Dataset items
★ ★ ★ ★

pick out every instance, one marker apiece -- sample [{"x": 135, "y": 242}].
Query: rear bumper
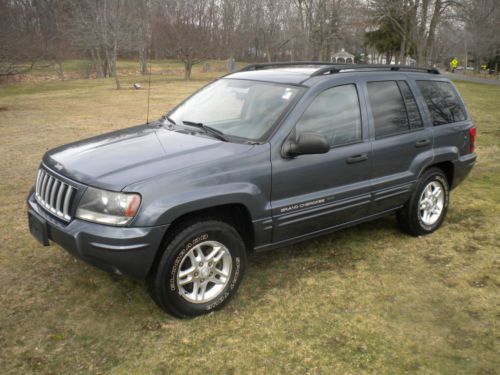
[
  {"x": 119, "y": 250},
  {"x": 462, "y": 168}
]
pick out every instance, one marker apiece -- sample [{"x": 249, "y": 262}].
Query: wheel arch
[
  {"x": 234, "y": 214},
  {"x": 448, "y": 168}
]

★ ★ ★ ★

■ **YOUR OBJECTIVE**: Using the material above, return every line exactly as it appears, minus the pictures.

■ **WRITTEN REPLY**:
pick out every instance, one marker apiece -- sample [{"x": 135, "y": 242}].
Query: rear bumper
[
  {"x": 119, "y": 250},
  {"x": 462, "y": 168}
]
pick out every instance, one marker apiece -- sample [{"x": 249, "y": 262}].
Query: wheel arch
[
  {"x": 234, "y": 214},
  {"x": 448, "y": 168}
]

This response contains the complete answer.